▶ Selected extract:
By Kudakwashe Matambo
Three months after the horrific Cyclone Idai hit Zimbabwe, Mozambique and Malawi, the affected families have begun steps towards recovery, but they still need so much help.
Following the launch of the ‘Beyond Cyclone Idai’ campaign, a fundraising appeal to assist the affected families and communities, the Superior General of the Society of Jesus, Fr Arturo Sosa SJ has made a worldwide appeal on behalf of the victims.
The Beyond Cyclone Idai campaign launched by Jesuits in Southern Africa targets to raise US$3 million dollars that will be directed towards health care, education, psychosocial support and infrastructure.
Fr Sosa SJ acknowledged that there has been a generous response to the emergency needs of the victims of Cyclone Idai.
The campaign seeks to complement the ongoing efforts to help the victims beyond the immediate- short term humanitarian needs of food and clothes, shelter among others.
“I am happy to give my support to this important initiative…let us all contribute towards the recovery of the livelihoods, the restoration of human dignity and the reconstruction of lives and infrastructure in the affected areas,” he said.
Tropical Cyclone Idai made landfall on the coast of Beira on March 15, 2019 and also affected the South Eastern parts of Zimbabwe, mainly Chimanimani and Chipinge, as well as Southern Malawi.
Through the Jesuit Relief Fund, the Jesuits in Southern Africa managed to send emergency relief aid to the victims and survivors of the tropical storm through its structures and in collaboration with other institutions such as Caritas.
More than 1.7 million people were left homeless by cyclone Idai in Mozambique; 3 million people without food, water, and shelter in Zimbabwe and more than 920 thousand people were affected in Malawi.
Several homes have been destroyed, water and sanitation systems completely damaged posing a great risk of diseases and psychological challenges for the families.
Thousands of the families have been temporarily allocated tents in camps, which are by far not enough as many households, with an average of 5 people, have to live in one tent, and in some cases share the tent with other households.
There is still need for support for the families as many still struggle to recover.

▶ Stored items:
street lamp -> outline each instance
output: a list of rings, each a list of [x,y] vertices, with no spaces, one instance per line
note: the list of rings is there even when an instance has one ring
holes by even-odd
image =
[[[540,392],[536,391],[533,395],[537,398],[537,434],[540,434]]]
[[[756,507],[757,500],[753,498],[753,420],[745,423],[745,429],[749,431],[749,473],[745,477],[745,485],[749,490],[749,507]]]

▶ Exercise set:
[1] Write out the stretch of the Cyclone Idai appeal article from "Thousands of the" through "with other households." word for word.
[2] List the areas toward which the Cyclone Idai appeal article says the money raised by the Beyond Cyclone Idai campaign will be directed.

▶ Outputs by task:
[1]
Thousands of the families have been temporarily allocated tents in camps, which are by far not enough as many households, with an average of 5 people, have to live in one tent, and in some cases share the tent with other households.

[2]
- health care
- education
- psychosocial support
- infrastructure